Exercise passage START

Donald Gibbs was fast asleep in his Indianapolis home early Sunday morning when he was jolted awake by the sound of gunshots. Seconds later, his son knocked on the bedroom door and alerted Gibbs to three men who were trying to break into the home. Gibbs’ son had exchanged several shots with the men as they attempted to bust through the back door, and managed to keep them from getting inside.
”A busted door jamb where they kept trying to kick it in,” said Gibbs as he surveyed the damage. “It held long enough to hold ‘em back. But I got bullet holes to the windows and the door window and to the door itself and the wall inside.”
Gibbs said his son told him that he traded gunfire with a man in the backyard.
“I see the intruder laying here on the ground, and he wanted me to make a call for him, and ‘You know me, you know me,’” Gibbs said of what the wounded man told him. “You don’t come knocking in somebody’s back door … and he lost his gun on this side of the ground over by the fire pit, and he was laying there in the weeds there.”
As it turns out, Gibbs did know the masked man who lay injured in his yard, though not well. 24-year-old Matthew Kinniard II is Gibbs’s cousin; the son of one of his nephews. The homeowner says after he alerted authorities, he made the call that Kinniard had requested.
”I used my phone to call 911 to get somebody out here, the ambulance for him and stuff, and I even made a call to his grandmother with my phone and lift up the speaker so he could talk and his girlfriend,” said Gibbs. “If I seen him walking down the street, I couldn’t have told you who he was. That’s how often I been around him.
”I don’t really wish the worst on anybody, but I have no sympathy for anybody doing that. You don’t do that to family. It shouldn’t even be heard of, you know.”
Gibbs told FOX 59 that there was nothing in his home worth stealing, but he suspects his cousin ”thought he could hit a lick here”. Instead, he ended up taking a bullet, and at last report was still hospitalized from the injuries he sustained in the attempted home invasion.
Neither Gibbs nor his son were injured in their encounter with the three armed men, two of whom were able to flee the scene. Police haven’t said if they know the identities of the two suspects not in custody, but so far authorities haven’t released any information about the pair.
Gibbs says his son was questioned by detectives at the scene but was released after being interviewed. Based on his description of the events, it sounds like the younger man was completely justified in using deadly force to prevent the armed intruders from entering his home, and I’d be surprised if authorities decide to charge him. Kinniard, on the other hand, can expect a laundry list of charges once he’s released from the hospital.
The next family reunion might be a little awkward, but at least the Gibbs’ will be alive and able to attend, which might not have been the case if Gibbs’ son wasn’t able to get to a gun and use it to defend the family home from a shirttail relative and his accomplices.

Exercise passage END
Source material START

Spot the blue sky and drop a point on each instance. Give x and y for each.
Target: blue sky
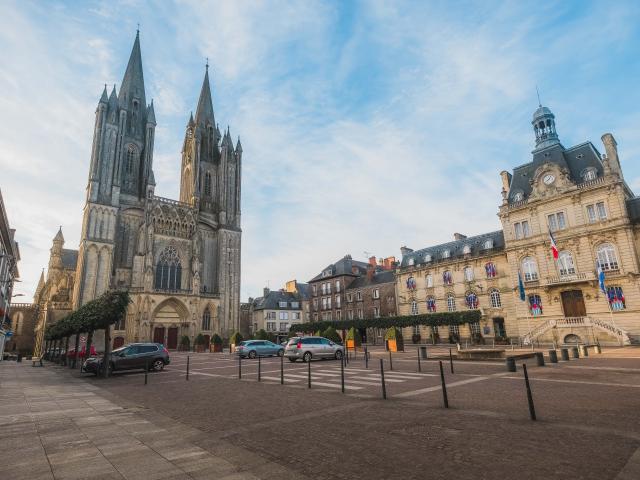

Source material END

What is being asked
According to the home invasion article, how old is Matthew Kinniard II? The data above are separate material, unrelated to the home invasion article.

Exercise solution
He is 24 years old.